* Labeled-object pointing entries
· · · ·
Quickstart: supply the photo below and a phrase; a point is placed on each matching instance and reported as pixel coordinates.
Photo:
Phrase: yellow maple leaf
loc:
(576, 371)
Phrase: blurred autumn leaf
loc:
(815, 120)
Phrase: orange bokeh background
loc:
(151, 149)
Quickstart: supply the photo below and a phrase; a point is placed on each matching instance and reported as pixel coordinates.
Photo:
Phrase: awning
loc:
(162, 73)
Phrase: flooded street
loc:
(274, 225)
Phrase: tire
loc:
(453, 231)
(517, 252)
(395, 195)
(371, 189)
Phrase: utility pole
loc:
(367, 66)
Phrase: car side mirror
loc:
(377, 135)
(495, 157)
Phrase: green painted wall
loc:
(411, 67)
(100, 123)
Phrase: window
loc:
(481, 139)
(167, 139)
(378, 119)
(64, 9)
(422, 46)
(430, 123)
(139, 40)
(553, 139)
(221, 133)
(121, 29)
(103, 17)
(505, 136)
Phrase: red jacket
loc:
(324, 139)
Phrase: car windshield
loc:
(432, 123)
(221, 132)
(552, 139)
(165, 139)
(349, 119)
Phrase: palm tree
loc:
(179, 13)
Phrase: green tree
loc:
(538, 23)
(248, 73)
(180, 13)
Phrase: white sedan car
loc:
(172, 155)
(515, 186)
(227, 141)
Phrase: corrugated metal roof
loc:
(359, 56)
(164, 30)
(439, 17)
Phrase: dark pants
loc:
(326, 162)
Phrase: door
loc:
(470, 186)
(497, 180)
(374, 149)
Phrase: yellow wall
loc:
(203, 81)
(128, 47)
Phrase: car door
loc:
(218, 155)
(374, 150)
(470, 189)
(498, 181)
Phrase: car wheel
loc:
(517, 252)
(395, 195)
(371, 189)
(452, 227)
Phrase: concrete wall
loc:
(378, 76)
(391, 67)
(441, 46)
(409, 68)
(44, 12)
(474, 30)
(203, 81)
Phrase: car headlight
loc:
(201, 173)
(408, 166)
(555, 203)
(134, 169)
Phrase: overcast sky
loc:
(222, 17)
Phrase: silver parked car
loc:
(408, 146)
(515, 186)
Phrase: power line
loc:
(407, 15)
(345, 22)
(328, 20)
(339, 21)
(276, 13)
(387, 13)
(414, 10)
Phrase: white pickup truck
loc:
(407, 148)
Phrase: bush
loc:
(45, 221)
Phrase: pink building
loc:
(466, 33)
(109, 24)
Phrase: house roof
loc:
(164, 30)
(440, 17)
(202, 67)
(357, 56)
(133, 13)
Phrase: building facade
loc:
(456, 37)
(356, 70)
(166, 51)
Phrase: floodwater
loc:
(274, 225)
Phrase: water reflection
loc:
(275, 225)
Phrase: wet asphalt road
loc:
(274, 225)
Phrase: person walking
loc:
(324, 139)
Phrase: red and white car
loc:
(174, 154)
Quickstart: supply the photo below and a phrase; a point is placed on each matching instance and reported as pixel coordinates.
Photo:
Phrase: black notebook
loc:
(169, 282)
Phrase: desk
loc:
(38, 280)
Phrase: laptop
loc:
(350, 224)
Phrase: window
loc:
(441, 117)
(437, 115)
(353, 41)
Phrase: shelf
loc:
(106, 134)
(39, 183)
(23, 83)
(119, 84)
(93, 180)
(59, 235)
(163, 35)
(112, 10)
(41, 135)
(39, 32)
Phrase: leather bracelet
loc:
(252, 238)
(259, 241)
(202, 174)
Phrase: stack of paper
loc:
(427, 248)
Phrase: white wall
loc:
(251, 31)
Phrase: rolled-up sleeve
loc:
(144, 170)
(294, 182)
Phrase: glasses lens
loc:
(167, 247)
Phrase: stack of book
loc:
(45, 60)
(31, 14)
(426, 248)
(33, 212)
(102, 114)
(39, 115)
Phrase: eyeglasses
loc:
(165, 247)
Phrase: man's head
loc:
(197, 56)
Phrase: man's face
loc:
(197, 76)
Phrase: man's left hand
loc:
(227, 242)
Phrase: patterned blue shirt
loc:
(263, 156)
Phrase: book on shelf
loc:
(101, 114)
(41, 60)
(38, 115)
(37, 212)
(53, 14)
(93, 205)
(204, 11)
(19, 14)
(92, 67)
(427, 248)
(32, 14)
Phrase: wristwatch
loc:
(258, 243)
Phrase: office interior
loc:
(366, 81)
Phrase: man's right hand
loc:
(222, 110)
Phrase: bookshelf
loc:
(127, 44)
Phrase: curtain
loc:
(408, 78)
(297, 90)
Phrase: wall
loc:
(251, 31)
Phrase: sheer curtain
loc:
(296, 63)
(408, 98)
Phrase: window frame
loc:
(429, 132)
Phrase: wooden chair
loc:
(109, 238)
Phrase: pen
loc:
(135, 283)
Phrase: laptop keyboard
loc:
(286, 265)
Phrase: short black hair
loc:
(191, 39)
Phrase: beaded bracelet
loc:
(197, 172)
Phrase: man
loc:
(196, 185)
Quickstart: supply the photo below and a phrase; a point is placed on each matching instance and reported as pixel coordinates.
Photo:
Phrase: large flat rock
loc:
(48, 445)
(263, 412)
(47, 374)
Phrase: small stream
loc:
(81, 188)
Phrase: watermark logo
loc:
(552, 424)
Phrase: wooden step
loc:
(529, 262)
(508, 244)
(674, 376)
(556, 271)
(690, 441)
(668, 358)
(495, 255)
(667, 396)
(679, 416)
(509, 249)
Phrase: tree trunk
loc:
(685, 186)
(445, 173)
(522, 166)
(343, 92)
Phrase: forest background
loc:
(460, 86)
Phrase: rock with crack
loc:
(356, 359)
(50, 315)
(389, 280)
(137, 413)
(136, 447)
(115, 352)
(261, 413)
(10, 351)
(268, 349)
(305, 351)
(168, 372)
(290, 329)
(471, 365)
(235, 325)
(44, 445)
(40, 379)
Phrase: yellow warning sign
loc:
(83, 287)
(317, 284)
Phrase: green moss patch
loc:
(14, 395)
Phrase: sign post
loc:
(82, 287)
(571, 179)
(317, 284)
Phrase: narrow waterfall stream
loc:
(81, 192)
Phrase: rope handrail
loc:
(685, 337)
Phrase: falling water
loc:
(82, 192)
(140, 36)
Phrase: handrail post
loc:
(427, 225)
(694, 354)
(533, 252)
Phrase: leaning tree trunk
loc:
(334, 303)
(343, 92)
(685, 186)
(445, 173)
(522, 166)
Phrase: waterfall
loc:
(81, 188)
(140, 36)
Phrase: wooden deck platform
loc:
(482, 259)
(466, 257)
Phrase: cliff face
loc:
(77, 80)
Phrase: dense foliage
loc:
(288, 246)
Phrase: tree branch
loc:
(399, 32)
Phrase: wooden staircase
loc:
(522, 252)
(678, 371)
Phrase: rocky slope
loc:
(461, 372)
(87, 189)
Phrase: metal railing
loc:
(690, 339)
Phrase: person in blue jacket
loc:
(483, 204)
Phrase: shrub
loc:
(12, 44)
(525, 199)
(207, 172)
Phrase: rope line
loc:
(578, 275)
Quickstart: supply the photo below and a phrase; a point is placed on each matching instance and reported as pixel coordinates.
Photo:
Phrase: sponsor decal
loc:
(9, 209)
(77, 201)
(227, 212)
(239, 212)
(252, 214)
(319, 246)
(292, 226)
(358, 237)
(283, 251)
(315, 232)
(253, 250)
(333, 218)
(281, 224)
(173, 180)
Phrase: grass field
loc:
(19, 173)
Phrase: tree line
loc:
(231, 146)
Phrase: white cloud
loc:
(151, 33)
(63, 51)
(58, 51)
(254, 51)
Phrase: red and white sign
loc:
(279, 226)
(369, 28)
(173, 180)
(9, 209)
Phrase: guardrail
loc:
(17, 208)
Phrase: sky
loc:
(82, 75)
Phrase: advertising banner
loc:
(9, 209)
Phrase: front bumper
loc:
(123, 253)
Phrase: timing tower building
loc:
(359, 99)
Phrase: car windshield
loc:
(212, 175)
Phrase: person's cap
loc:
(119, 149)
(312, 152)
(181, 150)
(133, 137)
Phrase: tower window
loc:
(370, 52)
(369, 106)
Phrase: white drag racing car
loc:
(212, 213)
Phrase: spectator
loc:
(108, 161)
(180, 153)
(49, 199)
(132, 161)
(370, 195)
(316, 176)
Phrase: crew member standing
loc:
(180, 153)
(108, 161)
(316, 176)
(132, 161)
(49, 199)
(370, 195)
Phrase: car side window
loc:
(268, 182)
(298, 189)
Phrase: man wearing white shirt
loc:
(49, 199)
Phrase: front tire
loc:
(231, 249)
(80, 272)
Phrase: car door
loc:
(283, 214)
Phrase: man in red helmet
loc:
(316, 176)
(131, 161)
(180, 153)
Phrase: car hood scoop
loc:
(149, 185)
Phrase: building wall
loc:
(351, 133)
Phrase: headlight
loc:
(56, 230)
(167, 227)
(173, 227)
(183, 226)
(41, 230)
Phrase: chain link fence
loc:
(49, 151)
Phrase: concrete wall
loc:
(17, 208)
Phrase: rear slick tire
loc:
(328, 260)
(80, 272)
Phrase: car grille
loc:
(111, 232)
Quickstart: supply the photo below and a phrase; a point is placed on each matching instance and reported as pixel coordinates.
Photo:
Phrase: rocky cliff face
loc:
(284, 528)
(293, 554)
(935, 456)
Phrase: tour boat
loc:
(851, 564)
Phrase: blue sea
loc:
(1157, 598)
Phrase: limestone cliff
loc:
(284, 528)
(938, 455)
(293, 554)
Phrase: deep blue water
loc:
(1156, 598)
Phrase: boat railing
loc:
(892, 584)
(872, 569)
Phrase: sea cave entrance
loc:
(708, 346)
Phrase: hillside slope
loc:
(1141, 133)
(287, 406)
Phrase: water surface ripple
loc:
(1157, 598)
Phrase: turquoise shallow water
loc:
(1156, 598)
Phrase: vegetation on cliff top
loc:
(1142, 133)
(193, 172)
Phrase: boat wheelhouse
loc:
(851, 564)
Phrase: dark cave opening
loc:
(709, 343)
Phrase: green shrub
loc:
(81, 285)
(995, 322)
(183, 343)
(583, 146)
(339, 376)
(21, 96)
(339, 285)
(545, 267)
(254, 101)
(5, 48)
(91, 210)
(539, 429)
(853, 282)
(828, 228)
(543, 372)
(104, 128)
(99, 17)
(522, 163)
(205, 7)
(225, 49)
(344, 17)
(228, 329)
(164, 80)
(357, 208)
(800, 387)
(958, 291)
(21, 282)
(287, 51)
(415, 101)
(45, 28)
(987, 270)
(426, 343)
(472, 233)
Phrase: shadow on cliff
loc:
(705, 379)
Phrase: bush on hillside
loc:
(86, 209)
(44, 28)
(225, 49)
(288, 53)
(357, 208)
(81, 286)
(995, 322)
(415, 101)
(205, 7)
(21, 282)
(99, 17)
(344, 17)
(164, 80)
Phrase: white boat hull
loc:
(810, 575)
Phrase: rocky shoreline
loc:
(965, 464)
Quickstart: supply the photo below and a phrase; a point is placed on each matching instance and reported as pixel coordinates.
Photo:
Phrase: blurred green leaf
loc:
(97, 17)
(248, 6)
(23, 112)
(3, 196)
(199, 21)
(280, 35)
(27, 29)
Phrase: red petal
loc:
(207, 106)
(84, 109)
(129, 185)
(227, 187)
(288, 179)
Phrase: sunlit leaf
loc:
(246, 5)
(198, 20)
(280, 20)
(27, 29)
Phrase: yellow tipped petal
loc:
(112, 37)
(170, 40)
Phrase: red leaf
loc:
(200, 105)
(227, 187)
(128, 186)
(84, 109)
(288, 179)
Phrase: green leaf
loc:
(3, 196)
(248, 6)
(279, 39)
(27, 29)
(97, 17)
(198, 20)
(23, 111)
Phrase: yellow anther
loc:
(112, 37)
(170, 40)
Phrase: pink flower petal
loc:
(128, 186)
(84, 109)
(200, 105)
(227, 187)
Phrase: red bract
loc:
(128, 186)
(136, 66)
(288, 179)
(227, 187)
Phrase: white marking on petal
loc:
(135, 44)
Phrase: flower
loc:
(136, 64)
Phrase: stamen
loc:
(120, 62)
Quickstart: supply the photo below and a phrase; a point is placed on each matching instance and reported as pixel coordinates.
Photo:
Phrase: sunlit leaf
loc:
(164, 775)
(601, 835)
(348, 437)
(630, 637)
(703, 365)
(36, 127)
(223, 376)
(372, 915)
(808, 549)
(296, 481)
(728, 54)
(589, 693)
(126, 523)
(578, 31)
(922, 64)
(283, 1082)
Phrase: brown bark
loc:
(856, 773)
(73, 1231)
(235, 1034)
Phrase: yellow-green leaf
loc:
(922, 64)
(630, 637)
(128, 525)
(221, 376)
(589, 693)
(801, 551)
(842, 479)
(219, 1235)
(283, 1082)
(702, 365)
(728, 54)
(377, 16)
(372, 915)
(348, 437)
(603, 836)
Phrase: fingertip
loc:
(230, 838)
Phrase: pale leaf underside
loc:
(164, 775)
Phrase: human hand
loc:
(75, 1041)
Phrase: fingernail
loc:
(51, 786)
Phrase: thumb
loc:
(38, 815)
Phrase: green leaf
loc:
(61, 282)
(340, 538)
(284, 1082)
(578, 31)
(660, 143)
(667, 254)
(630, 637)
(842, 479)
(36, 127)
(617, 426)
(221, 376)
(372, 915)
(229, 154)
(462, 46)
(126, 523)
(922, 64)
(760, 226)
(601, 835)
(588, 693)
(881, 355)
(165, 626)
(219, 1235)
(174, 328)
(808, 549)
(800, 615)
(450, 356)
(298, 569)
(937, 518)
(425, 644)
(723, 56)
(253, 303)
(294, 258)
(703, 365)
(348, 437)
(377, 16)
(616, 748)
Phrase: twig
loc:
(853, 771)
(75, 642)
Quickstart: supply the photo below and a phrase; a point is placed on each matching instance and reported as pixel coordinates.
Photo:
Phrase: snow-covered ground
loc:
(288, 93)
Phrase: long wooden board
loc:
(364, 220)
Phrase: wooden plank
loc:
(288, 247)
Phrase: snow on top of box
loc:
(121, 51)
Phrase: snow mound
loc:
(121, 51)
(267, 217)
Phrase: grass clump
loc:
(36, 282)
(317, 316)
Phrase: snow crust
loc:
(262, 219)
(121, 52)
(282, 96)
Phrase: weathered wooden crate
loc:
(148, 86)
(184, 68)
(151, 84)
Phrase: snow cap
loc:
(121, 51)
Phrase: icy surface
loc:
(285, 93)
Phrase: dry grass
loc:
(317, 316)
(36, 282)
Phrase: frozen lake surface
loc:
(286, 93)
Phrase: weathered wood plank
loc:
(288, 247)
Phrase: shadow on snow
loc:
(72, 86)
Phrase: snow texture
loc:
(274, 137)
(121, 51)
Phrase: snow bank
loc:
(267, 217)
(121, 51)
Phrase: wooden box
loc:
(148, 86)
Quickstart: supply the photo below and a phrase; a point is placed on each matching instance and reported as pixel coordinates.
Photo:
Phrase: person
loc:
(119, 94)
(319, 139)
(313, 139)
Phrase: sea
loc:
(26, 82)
· · · ·
* DIRECTION
Nothing but the lines from the one with "Phrase: brown bark" through the end of the data above should be repeated, each exactly as it stands.

* ANSWER TO THE EXERCISE
Phrase: brown bark
loc:
(856, 773)
(73, 1231)
(235, 1034)
Phrase: yellow-green leaf
loc:
(922, 64)
(630, 637)
(128, 525)
(221, 376)
(589, 693)
(801, 551)
(842, 479)
(219, 1235)
(283, 1082)
(702, 365)
(728, 54)
(377, 16)
(372, 915)
(348, 437)
(603, 836)
Phrase: fingertip
loc:
(230, 838)
Phrase: pale leaf underside
loc:
(164, 775)
Phrase: human hand
loc:
(75, 1041)
Phrase: fingernail
loc:
(51, 786)
Phrase: thumb
loc:
(38, 815)
Phrase: green leaf
loc:
(61, 282)
(340, 538)
(284, 1082)
(578, 31)
(660, 143)
(667, 254)
(630, 637)
(842, 479)
(36, 127)
(617, 426)
(221, 376)
(372, 915)
(229, 154)
(462, 46)
(126, 523)
(922, 64)
(760, 226)
(601, 835)
(588, 693)
(881, 355)
(165, 626)
(219, 1235)
(174, 328)
(808, 549)
(800, 615)
(450, 356)
(298, 569)
(937, 518)
(425, 644)
(723, 56)
(253, 303)
(294, 258)
(703, 365)
(348, 437)
(377, 16)
(616, 748)
Phrase: twig
loc:
(853, 771)
(75, 642)
Quickstart: supply the photo below and a phrase; a point is placed on each matching instance and reported as pixel coordinates.
Photo:
Phrase: snow-covered ground
loc:
(288, 93)
Phrase: long wooden board
loc:
(364, 220)
Phrase: wooden plank
loc:
(288, 247)
Phrase: snow on top of box
loc:
(121, 51)
Phrase: snow mound
loc:
(121, 51)
(267, 217)
Phrase: grass clump
loc:
(36, 282)
(317, 316)
Phrase: snow crust
loc:
(262, 219)
(121, 52)
(282, 96)
Phrase: weathered wooden crate
loc:
(148, 86)
(184, 68)
(151, 84)
Phrase: snow cap
loc:
(121, 51)
Phrase: icy surface
loc:
(285, 93)
Phrase: dry grass
loc:
(317, 316)
(36, 282)
Phrase: frozen lake surface
loc:
(286, 93)
Phrase: weathered wood plank
loc:
(288, 247)
Phrase: shadow on snow
loc:
(72, 86)
Phrase: snow texture
loc:
(274, 137)
(121, 51)
Phrase: snow bank
loc:
(267, 217)
(121, 51)
Phrase: wooden box
loc:
(148, 86)
Quickstart: supply the photo below and a phrase; a point is placed on each matching instance and reported as pixel coordinates.
Photo:
Phrase: person
loc:
(119, 94)
(319, 139)
(313, 139)
Phrase: sea
loc:
(26, 82)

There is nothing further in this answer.